**Task instructions**
Swap "splenomegaly" for "spleen enlargement" in the text on the phosphatase PEP, and give that text again from "Pep-deficient mice had" to "wild-type T cells.".

**Supplied text**
>>>

A recent report in Science shows that PEST-domain-enriched tyrosine phosphatase (PEP) has a specific role in dampening the response of effector/memory T cells to T-cell receptor (TCR) stimulation. Like a teacher curbing the activity of a boisterous child, PEP can calm the response of experienced T cells to antigenic stimulation.

Pep-deficient mice had no obvious changes in lymphoid organs in early age, but developed splenomegaly and lymphadenopathy at ages greater than 6 months. This was due to an increased number of both CD4+ and CD8+ effector and memory T cells. The initial activation of wild-type and Pep-deficient naive T cells was similar; but 3–4 days after TCR stimulation, the Pep-deficient T cells were cycling faster with no apparent change in the rate of activation-induced cell death, giving them a growth advantage over wild-type T cells.

Pep is known to inhibit the TCR signal cascade by dephosphorylating a crucial regulatory tyrosine residue on the protein tyrosine kinase Lck. The authors showed in vitro that wild-type effector T cells restimulated through the TCR showed transient phosphorylation of this Lck tyrosine, whereas Pep-deficient T cells had sustained phosphorylation. For the Pep-deficient T cells, this resulted in prolonged and increased activation of downstream mitogen-activated protein kinases. When wild-type or Pep-deficient naive TCR-transgenic T cells were transferred to irradiated mice and then stimulated with specific antigen, the Pep-deficient T-cell populations expanded much faster, confirming that Pep has a similar inhibitory effect in vivo. The wild-type and Pep-deficient T-cell populations contracted at a similar rate after antigen challenge, again showing that Pep has no effect on cell death.

The increased number of effector/memory T cells in Pep-deficient mice was associated with the development of germinal centres in the spleen and Peyer's patches. This B-cell effect was shown to be partly a result of increased T-cell cooperation, although further studies of Pep in B cells are required. However, none of the mice had any evidence of autoantibodies or autoimmune disease, leading Chan and colleagues to suggest that lack of function of Pep could only act as an enhancer for autoimmunity by increasing T-cell clonal expansion after a primary initiating defect that affected self-tolerance. Pep might be one of the many checkpoints that our immune systems have developed to prevent an inappropriate, possibly self-reactive, response. By contrast, blocking the activity of Pep might enhance the response to vaccination.

<<<

**Source material**
>>>

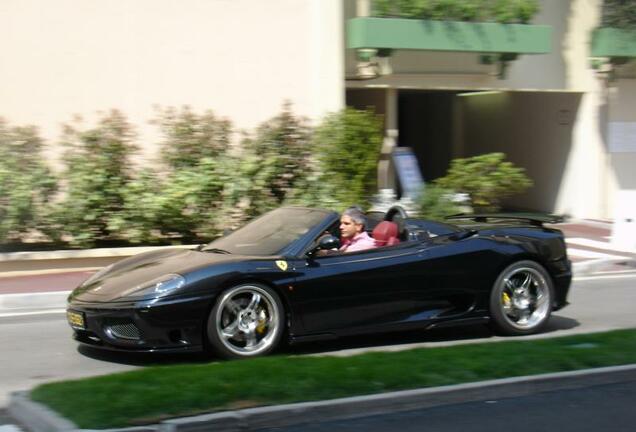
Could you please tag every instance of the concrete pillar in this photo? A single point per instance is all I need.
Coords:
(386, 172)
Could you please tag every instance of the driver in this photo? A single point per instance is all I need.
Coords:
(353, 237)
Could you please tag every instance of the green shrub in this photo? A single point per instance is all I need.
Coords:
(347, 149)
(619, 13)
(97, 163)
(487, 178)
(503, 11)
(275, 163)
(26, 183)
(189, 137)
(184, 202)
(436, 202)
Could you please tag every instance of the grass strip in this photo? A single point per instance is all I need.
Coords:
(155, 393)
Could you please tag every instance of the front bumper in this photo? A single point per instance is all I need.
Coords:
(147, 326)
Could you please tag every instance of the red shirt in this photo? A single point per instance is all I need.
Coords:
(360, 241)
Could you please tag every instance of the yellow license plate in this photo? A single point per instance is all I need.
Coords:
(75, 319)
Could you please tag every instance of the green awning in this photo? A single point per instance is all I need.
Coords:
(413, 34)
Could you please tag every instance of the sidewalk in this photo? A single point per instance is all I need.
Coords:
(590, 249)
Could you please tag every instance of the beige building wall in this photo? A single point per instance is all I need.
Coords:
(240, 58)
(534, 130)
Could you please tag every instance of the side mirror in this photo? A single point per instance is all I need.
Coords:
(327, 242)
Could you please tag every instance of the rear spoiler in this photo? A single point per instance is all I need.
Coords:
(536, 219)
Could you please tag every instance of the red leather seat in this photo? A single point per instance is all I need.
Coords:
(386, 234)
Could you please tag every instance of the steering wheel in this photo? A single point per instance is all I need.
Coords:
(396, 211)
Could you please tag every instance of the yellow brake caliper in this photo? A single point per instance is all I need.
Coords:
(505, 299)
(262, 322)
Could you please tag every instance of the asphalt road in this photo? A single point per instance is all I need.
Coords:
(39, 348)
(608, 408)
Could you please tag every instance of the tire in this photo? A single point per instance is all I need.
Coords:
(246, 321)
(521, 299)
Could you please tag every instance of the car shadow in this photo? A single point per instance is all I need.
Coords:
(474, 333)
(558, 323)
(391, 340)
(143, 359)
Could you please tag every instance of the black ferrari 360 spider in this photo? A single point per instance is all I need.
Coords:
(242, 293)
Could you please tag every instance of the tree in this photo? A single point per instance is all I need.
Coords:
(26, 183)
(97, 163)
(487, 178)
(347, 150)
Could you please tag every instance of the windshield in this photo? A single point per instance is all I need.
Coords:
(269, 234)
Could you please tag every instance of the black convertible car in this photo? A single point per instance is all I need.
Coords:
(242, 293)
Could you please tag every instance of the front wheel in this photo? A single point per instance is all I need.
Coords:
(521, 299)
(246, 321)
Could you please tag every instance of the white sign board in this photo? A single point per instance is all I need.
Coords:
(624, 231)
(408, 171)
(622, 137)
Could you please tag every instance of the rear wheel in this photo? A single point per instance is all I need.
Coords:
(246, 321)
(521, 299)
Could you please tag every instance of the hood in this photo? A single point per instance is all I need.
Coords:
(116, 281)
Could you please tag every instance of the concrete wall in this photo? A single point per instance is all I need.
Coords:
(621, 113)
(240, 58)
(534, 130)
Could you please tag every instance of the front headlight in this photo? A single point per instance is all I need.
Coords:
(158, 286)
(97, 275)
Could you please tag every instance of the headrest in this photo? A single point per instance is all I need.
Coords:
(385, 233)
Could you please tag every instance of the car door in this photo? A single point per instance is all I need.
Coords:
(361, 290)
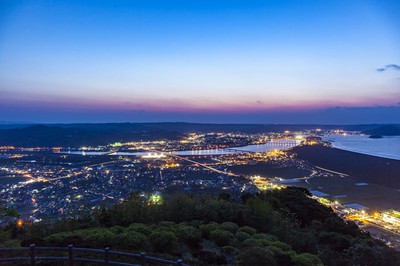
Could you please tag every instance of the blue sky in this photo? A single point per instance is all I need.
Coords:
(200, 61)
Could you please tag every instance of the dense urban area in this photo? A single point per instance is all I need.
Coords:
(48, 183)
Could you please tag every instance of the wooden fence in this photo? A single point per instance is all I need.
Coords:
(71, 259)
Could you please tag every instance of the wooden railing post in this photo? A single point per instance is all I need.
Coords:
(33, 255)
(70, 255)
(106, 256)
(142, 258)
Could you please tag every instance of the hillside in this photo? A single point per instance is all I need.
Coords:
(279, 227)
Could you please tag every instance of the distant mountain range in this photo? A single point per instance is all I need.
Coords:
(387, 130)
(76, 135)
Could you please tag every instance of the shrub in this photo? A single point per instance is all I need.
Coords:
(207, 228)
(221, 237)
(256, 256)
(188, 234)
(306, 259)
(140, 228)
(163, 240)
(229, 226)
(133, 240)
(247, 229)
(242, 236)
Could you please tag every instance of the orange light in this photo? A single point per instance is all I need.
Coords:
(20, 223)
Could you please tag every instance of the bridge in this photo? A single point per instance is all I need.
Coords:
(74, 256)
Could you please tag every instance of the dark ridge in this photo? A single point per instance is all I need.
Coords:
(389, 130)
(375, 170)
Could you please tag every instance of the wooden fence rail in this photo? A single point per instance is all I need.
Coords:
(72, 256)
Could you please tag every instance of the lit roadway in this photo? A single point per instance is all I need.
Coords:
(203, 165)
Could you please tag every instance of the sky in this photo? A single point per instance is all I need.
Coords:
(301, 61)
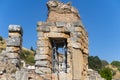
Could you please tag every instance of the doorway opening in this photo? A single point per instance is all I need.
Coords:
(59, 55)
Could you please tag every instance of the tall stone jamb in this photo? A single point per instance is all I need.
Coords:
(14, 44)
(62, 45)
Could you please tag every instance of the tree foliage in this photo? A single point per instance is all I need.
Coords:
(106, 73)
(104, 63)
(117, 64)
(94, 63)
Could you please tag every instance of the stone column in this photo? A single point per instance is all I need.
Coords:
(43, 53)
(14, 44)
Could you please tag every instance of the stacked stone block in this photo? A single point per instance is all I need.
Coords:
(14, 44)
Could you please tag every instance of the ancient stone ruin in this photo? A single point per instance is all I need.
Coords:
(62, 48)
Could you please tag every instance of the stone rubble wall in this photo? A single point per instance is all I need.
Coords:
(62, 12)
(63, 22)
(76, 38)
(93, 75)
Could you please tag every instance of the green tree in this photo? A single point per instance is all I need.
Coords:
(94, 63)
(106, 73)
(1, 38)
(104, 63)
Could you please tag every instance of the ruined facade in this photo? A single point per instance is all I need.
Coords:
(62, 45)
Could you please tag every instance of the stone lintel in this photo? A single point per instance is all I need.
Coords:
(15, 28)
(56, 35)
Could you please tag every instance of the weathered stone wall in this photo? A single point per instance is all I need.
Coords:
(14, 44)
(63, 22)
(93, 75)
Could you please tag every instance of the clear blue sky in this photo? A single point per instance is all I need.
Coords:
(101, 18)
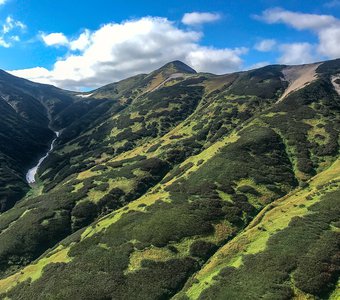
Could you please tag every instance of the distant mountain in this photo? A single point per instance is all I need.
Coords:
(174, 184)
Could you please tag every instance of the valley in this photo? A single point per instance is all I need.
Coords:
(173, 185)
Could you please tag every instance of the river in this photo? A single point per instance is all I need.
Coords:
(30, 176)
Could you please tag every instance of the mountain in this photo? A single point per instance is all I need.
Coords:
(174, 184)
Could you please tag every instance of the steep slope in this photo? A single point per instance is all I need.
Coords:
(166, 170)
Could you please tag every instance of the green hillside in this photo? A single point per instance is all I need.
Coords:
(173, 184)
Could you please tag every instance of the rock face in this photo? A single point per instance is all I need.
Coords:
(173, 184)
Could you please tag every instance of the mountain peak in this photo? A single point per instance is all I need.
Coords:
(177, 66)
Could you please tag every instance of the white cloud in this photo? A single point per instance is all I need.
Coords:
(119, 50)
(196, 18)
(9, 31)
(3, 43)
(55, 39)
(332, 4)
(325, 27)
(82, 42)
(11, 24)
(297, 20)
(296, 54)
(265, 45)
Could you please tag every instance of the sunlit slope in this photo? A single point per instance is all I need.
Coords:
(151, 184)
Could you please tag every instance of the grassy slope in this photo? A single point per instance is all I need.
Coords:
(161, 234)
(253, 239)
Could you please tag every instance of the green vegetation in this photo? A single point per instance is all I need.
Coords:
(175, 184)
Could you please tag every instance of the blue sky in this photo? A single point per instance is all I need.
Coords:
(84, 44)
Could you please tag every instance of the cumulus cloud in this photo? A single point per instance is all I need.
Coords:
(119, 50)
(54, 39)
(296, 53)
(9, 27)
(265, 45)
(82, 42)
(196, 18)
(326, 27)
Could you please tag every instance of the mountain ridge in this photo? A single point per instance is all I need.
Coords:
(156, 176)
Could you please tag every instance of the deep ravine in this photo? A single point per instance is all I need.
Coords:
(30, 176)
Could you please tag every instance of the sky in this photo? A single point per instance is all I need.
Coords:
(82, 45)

<<<
>>>

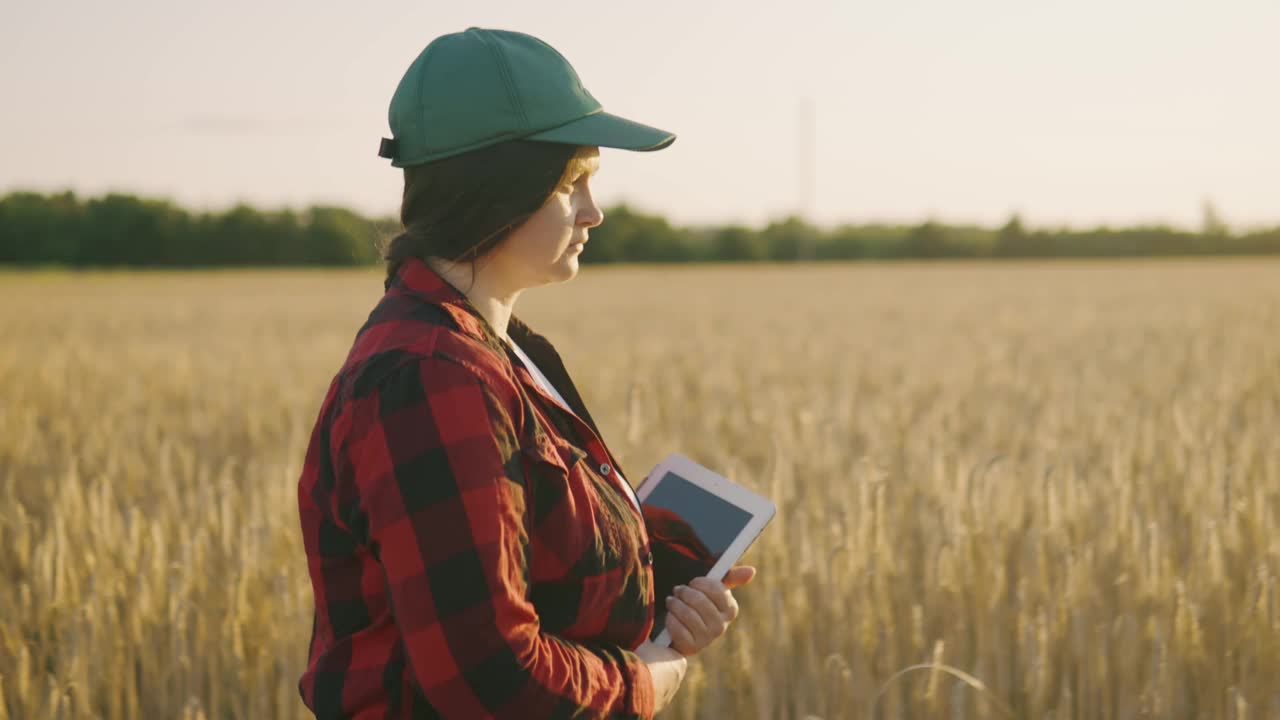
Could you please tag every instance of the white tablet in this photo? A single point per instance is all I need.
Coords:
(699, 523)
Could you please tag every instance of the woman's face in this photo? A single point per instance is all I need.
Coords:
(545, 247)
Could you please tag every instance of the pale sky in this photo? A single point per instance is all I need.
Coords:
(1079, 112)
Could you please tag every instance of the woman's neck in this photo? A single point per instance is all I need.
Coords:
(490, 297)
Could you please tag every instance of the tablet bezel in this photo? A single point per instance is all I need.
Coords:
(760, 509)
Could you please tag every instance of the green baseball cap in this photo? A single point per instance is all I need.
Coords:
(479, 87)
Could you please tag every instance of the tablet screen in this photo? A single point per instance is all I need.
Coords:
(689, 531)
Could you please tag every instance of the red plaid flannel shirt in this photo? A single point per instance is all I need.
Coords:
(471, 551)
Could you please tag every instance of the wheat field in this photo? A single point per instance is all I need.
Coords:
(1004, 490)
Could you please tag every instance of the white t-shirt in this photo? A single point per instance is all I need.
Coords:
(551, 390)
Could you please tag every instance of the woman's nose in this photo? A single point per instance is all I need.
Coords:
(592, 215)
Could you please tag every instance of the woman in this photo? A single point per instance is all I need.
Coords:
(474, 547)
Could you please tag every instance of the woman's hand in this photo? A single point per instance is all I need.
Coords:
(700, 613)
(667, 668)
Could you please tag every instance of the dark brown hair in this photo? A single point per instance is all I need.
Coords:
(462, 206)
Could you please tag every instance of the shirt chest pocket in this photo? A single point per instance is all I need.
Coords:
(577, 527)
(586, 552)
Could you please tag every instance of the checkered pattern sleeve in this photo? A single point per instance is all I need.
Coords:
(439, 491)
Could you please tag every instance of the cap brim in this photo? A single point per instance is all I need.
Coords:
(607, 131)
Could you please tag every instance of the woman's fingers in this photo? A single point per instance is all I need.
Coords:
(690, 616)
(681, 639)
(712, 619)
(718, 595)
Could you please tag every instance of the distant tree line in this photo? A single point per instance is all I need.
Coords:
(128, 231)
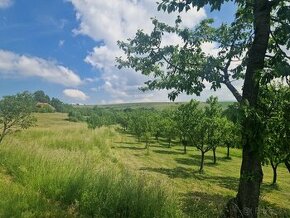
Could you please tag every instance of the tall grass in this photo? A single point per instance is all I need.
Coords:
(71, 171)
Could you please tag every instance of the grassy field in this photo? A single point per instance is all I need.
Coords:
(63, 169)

<<<

**Your response**
Pep-deficient mice had no obvious changes in lymphoid organs in early age, but developed spleen enlargement and lymphadenopathy at ages greater than 6 months. This was due to an increased number of both CD4+ and CD8+ effector and memory T cells. The initial activation of wild-type and Pep-deficient naive T cells was similar; but 3–4 days after TCR stimulation, the Pep-deficient T cells were cycling faster with no apparent change in the rate of activation-induced cell death, giving them a growth advantage over wild-type T cells.